— Start Extract —
The input is for set of strings
String A = "caagccacctacatca";
String B = "cgagccatccgtaaagttg";
String C = "agaacctgctaaatgctaga";
the result would be properly aligned set of strings (and next step should be merge)
String E = "ca ag cca cc ta cat c a";
String F = "c gag ccat ccgtaaa g tt g";
String G = " aga acc tgc taaatgc t a ga";
Thank you for any advice (I am sitting on this task for more than a day)
after merge the superstring would be
cagagaccatgccgtaaatgcattacga
The definition of supersequence in "this case" would be something like
The string R is contained in supersequence S if and only if all characters in a string R are present in supersequence S in the order in which they occur in the input sequence R.
The "solution" i tried (and again its the wrong way of doing it) is:
public class Solution4
{
static boolean[][] map = null;
static int size = 0;
public static void main(String[] args)
{
String A = "caagccacctacatca";
String B = "cgagccatccgtaaagttg";
String C = "agaacctgctaaatgctaga";
Stack data = new Stack();
data.push(A);
data.push(B);
data.push(C);
Stack clone1 = data.clone();
Stack clone2 = data.clone();
int length = 26;
size = max_size(data);
System.out.println(size+" "+length);
map = new boolean[26][size];
char[] result = new char[size];
HashSet<String> chunks = new HashSet<String>();
while(!clone1.isEmpty())
{
String a = clone1.pop();
char[] residue = make_residue(a);
System.out.println("---");
System.out.println("OLD : "+a);
System.out.println("RESIDUE : "+String.valueOf(residue));
String[] r = String.valueOf(residue).split(" ");
for(int i=0; i<r.length; i++)
{
if(r[i].equals(" ")) continue;
//chunks.add(spaces.substring(0,i)+r[i]);
chunks.add(r[i]);
}
}
for(String chunk : chunks)
{
System.out.println("CHUNK : "+chunk);
}
}
static char[] make_residue(String candidate)
— End Extract —
— Start Raw records —
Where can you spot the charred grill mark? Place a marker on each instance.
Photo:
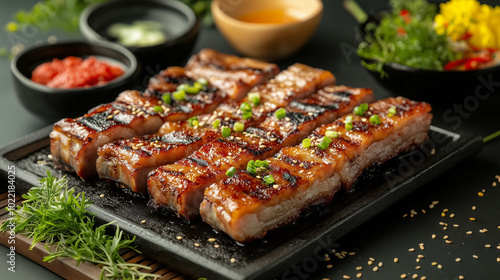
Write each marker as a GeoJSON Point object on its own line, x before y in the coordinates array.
{"type": "Point", "coordinates": [100, 122]}
{"type": "Point", "coordinates": [179, 138]}
{"type": "Point", "coordinates": [199, 162]}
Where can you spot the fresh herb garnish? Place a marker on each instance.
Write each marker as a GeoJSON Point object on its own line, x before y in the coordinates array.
{"type": "Point", "coordinates": [56, 215]}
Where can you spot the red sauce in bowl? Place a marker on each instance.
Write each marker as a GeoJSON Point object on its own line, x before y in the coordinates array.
{"type": "Point", "coordinates": [75, 72]}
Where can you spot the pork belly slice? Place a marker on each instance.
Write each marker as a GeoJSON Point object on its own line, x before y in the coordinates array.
{"type": "Point", "coordinates": [74, 142]}
{"type": "Point", "coordinates": [234, 75]}
{"type": "Point", "coordinates": [180, 186]}
{"type": "Point", "coordinates": [128, 166]}
{"type": "Point", "coordinates": [246, 208]}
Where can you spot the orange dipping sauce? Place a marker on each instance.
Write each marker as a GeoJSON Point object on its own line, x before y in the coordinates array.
{"type": "Point", "coordinates": [278, 16]}
{"type": "Point", "coordinates": [75, 72]}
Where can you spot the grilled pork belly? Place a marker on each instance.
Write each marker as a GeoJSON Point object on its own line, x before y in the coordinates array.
{"type": "Point", "coordinates": [180, 186]}
{"type": "Point", "coordinates": [246, 207]}
{"type": "Point", "coordinates": [149, 106]}
{"type": "Point", "coordinates": [129, 161]}
{"type": "Point", "coordinates": [233, 75]}
{"type": "Point", "coordinates": [74, 142]}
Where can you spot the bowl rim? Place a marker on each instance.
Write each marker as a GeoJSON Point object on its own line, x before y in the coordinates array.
{"type": "Point", "coordinates": [129, 71]}
{"type": "Point", "coordinates": [183, 8]}
{"type": "Point", "coordinates": [216, 7]}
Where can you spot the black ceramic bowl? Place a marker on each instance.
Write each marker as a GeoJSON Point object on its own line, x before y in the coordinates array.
{"type": "Point", "coordinates": [179, 23]}
{"type": "Point", "coordinates": [435, 86]}
{"type": "Point", "coordinates": [52, 104]}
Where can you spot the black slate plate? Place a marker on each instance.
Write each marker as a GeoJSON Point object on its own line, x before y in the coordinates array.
{"type": "Point", "coordinates": [315, 231]}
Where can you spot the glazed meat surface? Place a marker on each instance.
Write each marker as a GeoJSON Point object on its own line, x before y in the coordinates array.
{"type": "Point", "coordinates": [129, 161]}
{"type": "Point", "coordinates": [246, 207]}
{"type": "Point", "coordinates": [180, 186]}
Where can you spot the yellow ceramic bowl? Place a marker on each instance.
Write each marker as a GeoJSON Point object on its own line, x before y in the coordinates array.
{"type": "Point", "coordinates": [267, 41]}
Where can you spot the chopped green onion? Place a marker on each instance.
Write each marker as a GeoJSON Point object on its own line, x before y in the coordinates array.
{"type": "Point", "coordinates": [167, 98]}
{"type": "Point", "coordinates": [239, 127]}
{"type": "Point", "coordinates": [375, 119]}
{"type": "Point", "coordinates": [254, 97]}
{"type": "Point", "coordinates": [216, 123]}
{"type": "Point", "coordinates": [323, 144]}
{"type": "Point", "coordinates": [158, 109]}
{"type": "Point", "coordinates": [245, 107]}
{"type": "Point", "coordinates": [358, 111]}
{"type": "Point", "coordinates": [198, 86]}
{"type": "Point", "coordinates": [179, 95]}
{"type": "Point", "coordinates": [182, 87]}
{"type": "Point", "coordinates": [193, 121]}
{"type": "Point", "coordinates": [348, 126]}
{"type": "Point", "coordinates": [280, 113]}
{"type": "Point", "coordinates": [251, 168]}
{"type": "Point", "coordinates": [332, 134]}
{"type": "Point", "coordinates": [247, 115]}
{"type": "Point", "coordinates": [269, 179]}
{"type": "Point", "coordinates": [226, 131]}
{"type": "Point", "coordinates": [392, 111]}
{"type": "Point", "coordinates": [202, 81]}
{"type": "Point", "coordinates": [306, 143]}
{"type": "Point", "coordinates": [231, 171]}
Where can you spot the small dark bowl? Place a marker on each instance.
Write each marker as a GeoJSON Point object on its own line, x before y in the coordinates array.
{"type": "Point", "coordinates": [179, 22]}
{"type": "Point", "coordinates": [52, 104]}
{"type": "Point", "coordinates": [431, 85]}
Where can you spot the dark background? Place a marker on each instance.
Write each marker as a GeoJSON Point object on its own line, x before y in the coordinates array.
{"type": "Point", "coordinates": [385, 237]}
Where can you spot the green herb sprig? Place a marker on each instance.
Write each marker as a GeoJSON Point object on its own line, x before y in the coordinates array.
{"type": "Point", "coordinates": [56, 215]}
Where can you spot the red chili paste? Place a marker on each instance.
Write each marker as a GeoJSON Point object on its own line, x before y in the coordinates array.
{"type": "Point", "coordinates": [74, 72]}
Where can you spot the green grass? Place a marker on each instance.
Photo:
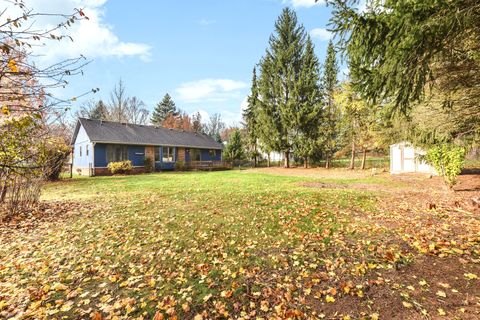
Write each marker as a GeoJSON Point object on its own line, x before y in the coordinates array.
{"type": "Point", "coordinates": [178, 235]}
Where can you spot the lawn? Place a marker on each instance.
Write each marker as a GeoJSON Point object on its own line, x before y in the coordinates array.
{"type": "Point", "coordinates": [249, 244]}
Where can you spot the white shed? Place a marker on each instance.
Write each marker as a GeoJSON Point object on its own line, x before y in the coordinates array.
{"type": "Point", "coordinates": [404, 158]}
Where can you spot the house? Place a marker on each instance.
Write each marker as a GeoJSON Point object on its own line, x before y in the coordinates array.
{"type": "Point", "coordinates": [404, 158]}
{"type": "Point", "coordinates": [97, 142]}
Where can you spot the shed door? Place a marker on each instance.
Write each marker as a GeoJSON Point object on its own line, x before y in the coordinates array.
{"type": "Point", "coordinates": [409, 159]}
{"type": "Point", "coordinates": [396, 159]}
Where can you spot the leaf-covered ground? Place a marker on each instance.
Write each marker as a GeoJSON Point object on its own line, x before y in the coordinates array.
{"type": "Point", "coordinates": [253, 244]}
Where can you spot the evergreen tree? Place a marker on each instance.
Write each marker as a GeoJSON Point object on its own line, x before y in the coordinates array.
{"type": "Point", "coordinates": [234, 150]}
{"type": "Point", "coordinates": [250, 116]}
{"type": "Point", "coordinates": [163, 109]}
{"type": "Point", "coordinates": [197, 124]}
{"type": "Point", "coordinates": [308, 109]}
{"type": "Point", "coordinates": [279, 84]}
{"type": "Point", "coordinates": [330, 84]}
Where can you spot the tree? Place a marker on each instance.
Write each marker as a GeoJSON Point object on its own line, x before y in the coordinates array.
{"type": "Point", "coordinates": [27, 102]}
{"type": "Point", "coordinates": [250, 117]}
{"type": "Point", "coordinates": [330, 84]}
{"type": "Point", "coordinates": [279, 84]}
{"type": "Point", "coordinates": [234, 150]}
{"type": "Point", "coordinates": [93, 110]}
{"type": "Point", "coordinates": [215, 126]}
{"type": "Point", "coordinates": [197, 124]}
{"type": "Point", "coordinates": [308, 114]}
{"type": "Point", "coordinates": [163, 109]}
{"type": "Point", "coordinates": [408, 52]}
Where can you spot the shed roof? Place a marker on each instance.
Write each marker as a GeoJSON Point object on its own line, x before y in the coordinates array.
{"type": "Point", "coordinates": [126, 133]}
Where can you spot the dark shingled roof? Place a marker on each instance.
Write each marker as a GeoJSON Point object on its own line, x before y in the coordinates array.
{"type": "Point", "coordinates": [126, 133]}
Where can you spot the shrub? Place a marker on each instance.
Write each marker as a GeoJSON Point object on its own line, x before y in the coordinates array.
{"type": "Point", "coordinates": [149, 165]}
{"type": "Point", "coordinates": [121, 167]}
{"type": "Point", "coordinates": [180, 166]}
{"type": "Point", "coordinates": [448, 160]}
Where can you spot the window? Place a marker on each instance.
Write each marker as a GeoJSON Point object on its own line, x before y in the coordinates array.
{"type": "Point", "coordinates": [168, 154]}
{"type": "Point", "coordinates": [195, 155]}
{"type": "Point", "coordinates": [212, 153]}
{"type": "Point", "coordinates": [116, 153]}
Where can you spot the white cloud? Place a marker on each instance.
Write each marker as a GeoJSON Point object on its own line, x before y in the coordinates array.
{"type": "Point", "coordinates": [206, 22]}
{"type": "Point", "coordinates": [92, 38]}
{"type": "Point", "coordinates": [209, 90]}
{"type": "Point", "coordinates": [304, 3]}
{"type": "Point", "coordinates": [321, 34]}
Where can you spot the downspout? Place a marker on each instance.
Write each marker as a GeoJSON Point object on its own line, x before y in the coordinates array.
{"type": "Point", "coordinates": [93, 158]}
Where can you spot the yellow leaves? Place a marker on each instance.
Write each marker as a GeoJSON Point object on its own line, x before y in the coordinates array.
{"type": "Point", "coordinates": [207, 297]}
{"type": "Point", "coordinates": [226, 294]}
{"type": "Point", "coordinates": [470, 276]}
{"type": "Point", "coordinates": [59, 287]}
{"type": "Point", "coordinates": [12, 65]}
{"type": "Point", "coordinates": [441, 293]}
{"type": "Point", "coordinates": [5, 110]}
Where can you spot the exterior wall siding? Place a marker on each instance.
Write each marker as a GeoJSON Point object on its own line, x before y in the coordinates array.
{"type": "Point", "coordinates": [82, 163]}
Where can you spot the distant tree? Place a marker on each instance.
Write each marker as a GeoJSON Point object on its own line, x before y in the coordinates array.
{"type": "Point", "coordinates": [215, 126]}
{"type": "Point", "coordinates": [197, 124]}
{"type": "Point", "coordinates": [330, 84]}
{"type": "Point", "coordinates": [163, 109]}
{"type": "Point", "coordinates": [308, 114]}
{"type": "Point", "coordinates": [250, 117]}
{"type": "Point", "coordinates": [234, 149]}
{"type": "Point", "coordinates": [404, 53]}
{"type": "Point", "coordinates": [279, 84]}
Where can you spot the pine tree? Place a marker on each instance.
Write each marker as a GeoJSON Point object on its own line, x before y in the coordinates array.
{"type": "Point", "coordinates": [197, 124]}
{"type": "Point", "coordinates": [250, 116]}
{"type": "Point", "coordinates": [309, 110]}
{"type": "Point", "coordinates": [330, 84]}
{"type": "Point", "coordinates": [163, 109]}
{"type": "Point", "coordinates": [278, 84]}
{"type": "Point", "coordinates": [234, 150]}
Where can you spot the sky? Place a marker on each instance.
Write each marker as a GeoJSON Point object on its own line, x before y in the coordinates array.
{"type": "Point", "coordinates": [200, 52]}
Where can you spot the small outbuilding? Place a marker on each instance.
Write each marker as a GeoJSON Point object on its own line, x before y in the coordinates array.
{"type": "Point", "coordinates": [405, 158]}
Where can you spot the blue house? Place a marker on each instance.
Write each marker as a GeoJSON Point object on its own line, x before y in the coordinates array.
{"type": "Point", "coordinates": [97, 142]}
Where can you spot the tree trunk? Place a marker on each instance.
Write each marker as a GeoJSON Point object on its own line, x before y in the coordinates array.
{"type": "Point", "coordinates": [364, 158]}
{"type": "Point", "coordinates": [287, 160]}
{"type": "Point", "coordinates": [352, 160]}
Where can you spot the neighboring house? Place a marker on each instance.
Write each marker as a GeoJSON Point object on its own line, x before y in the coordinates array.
{"type": "Point", "coordinates": [404, 158]}
{"type": "Point", "coordinates": [97, 142]}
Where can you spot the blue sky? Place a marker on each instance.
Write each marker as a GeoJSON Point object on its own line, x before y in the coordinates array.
{"type": "Point", "coordinates": [200, 52]}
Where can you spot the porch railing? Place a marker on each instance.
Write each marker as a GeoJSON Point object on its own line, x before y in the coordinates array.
{"type": "Point", "coordinates": [208, 165]}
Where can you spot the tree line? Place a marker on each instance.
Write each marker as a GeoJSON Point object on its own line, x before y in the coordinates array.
{"type": "Point", "coordinates": [123, 108]}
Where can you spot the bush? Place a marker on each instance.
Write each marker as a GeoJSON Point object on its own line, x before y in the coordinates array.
{"type": "Point", "coordinates": [180, 166]}
{"type": "Point", "coordinates": [121, 167]}
{"type": "Point", "coordinates": [448, 160]}
{"type": "Point", "coordinates": [54, 155]}
{"type": "Point", "coordinates": [149, 165]}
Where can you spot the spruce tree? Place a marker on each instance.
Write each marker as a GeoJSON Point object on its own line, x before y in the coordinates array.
{"type": "Point", "coordinates": [330, 83]}
{"type": "Point", "coordinates": [250, 116]}
{"type": "Point", "coordinates": [279, 83]}
{"type": "Point", "coordinates": [234, 150]}
{"type": "Point", "coordinates": [308, 109]}
{"type": "Point", "coordinates": [163, 109]}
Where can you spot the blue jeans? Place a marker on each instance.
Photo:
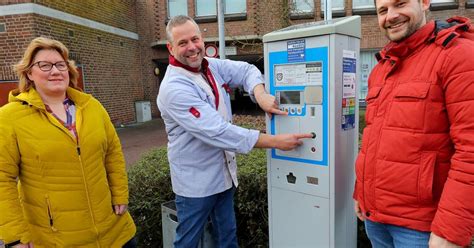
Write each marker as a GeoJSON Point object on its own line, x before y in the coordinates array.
{"type": "Point", "coordinates": [386, 235]}
{"type": "Point", "coordinates": [193, 214]}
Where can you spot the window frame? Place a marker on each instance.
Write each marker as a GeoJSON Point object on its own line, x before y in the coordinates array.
{"type": "Point", "coordinates": [168, 14]}
{"type": "Point", "coordinates": [444, 5]}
— End Raw records —
● **Problems to solve**
(a) Summarize the supersequence question in two sentences.
(b) Continue the code in the supersequence question from its final line.

● **Task-by-task answers**
(a) The poster wants to align three strings by inserting spaces and then merge them into one superstring, cagagaccatgccgtaaatgcattacga, that contains every character of each input string in the order the characters occur in that string. The poster's attempted Java solution, which the poster calls the wrong way of doing it, pushes the three strings onto a stack, makes a residue of each one, and splits the residues on spaces into a set of chunks that it prints.

(b)
{
char[] result = new char[size];
for(int i=0; i<candidate.length(); i++)
{
int pos = find_position_for(candidate.charAt(i),i);
for(int j=i; j<pos; j++) result[j]=' ';
if(pos==-1) result[candidate.length()-1] = candidate.charAt(i);
else result[pos] = candidate.charAt(i);
}
return result;
}
static int find_position_for(char character, int offset)
{
character-=((int)'a');
for(int i=offset; i<size; i++)
{
// System.out.println("checking "+String.valueOf((char)(character+((int)'a')))+" at "+i);
if(!map[character][i])
{
map[character][i]=true;
return i;
}
}
return -1;
}
static String move_right(String a, int from)
{
return a.substring(0, from)+" "+a.substring(from);
}
static boolean taken(int character, int position)
{ return map[character][position]; }
static void take(char character, int position)
{
//System.out.println("taking "+String.valueOf(character)+" at "+position+" (char_index-"+(character-((int)'a'))+")");
map[character-((int)'a')][position]=true;
}
static int max_size(Stack stack)
{
int max=0;
while(!stack.isEmpty())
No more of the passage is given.